> Article:
-------------------------
Elwyn was born in 1905, and was a child of his generation.  The shadow of the first world war rested heavily upon him, as did the revolution in Ireland and the depression in the heavy industries.  He had no university education – indeed, he had little regard for the education he received in Tywyn grammar school, which for him was far too English.  After leaving school he went to work in the bank, where he would remain for a quarter of a century, first in Blaenau Ffestiniog, then Bethesda – two quarrying communities – and later Llandudno, rising to the position of deputy manager at scarcely thirty years of age.

He could have risen to the heights in the world of banking, but the future of Wales was more important to him than career or wealth.  He joined the National Party in its early days; at the age of twenty-one, he set up the Blaenau Ffestiniog branch – the biggest branch throughout the whole of Wales.  Then, as throughout his career, he worked strenuously in the background, leaving others to enjoy the limelight.
-------------------------
> Problems and tasks:
1. Summarize the passage about Elwyn in two sentences.
2. Resume the passage about Elwyn after its final sentence.

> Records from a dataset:
-------------------------
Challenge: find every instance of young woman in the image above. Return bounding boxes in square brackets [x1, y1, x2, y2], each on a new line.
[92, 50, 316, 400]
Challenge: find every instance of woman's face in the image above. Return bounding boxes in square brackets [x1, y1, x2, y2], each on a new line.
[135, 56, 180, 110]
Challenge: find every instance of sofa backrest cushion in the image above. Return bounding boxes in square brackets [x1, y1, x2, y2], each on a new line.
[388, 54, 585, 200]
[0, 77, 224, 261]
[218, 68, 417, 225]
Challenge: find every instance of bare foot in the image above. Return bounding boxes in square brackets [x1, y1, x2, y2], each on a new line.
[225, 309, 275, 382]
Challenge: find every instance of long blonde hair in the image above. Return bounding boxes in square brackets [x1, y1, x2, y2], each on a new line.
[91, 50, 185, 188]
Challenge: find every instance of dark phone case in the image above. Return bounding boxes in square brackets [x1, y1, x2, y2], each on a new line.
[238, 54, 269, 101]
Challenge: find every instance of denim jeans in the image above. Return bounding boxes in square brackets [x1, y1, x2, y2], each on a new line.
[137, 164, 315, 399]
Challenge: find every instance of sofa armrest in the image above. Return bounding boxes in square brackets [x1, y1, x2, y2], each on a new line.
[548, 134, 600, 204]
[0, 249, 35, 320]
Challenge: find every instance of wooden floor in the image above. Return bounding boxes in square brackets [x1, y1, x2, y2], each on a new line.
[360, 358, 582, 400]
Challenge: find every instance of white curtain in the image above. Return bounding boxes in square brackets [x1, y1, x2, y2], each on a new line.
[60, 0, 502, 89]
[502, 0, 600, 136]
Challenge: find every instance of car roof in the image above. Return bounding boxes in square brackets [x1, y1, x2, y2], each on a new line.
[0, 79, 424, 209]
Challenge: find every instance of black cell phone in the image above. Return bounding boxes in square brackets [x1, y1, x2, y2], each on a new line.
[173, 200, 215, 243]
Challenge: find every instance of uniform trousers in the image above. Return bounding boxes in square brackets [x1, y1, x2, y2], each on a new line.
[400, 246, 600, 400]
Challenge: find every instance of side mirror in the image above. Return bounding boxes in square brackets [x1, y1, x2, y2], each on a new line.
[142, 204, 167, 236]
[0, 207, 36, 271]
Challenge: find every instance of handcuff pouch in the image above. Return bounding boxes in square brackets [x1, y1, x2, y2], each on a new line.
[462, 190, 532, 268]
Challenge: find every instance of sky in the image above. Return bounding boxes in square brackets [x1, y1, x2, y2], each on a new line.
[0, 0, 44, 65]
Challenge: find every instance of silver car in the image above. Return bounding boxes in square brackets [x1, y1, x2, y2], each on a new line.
-------------------------
> Answers to each task:
1. Born in 1905 and shaped by the First World War, the revolution in Ireland and the depression in heavy industry, Elwyn had no university education and spent a quarter of a century in the bank, rising to deputy manager at scarcely thirty. Valuing the future of Wales above career or wealth, he joined the National Party in its early days, set up its Blaenau Ffestiniog branch at twenty-one, and worked strenuously in the background while others enjoyed the limelight.

2.
When war came in 1939, Elwyn refused to enlist in the armed forces, basing his action on nationalism rather than pacifism.  He refused to recognise the right of the English state to compel him to fight for it.  One of the Tribunal members asked him “You are standing as a Welshman, are you?”.  Elwyn answered, with his withering humour, and his totally contemptuous view of the English establishment, “No, as a Chinaman!”   He was ordered to work as a rat catcher in the Corwen area.

During the war – at the instigation of Saunders Lewis and J.E. Daniel –  the “Committee for the Defence of Welsh Culture” was set up – in the words of Gwynfor Evans, “the most important national movement that worked for Wales during the war”.  Rallies were organised throughout Wales, and the most successful of all these took place at Colwyn Bay.  Gwynfor enquired who was responsible for attracting such a crowd.  He was told that a young bank clerk had achieved this miraculous turnout.  This was the first time that Gwynfor met Elwyn; and a partnership was forged that would influence the future of our nation.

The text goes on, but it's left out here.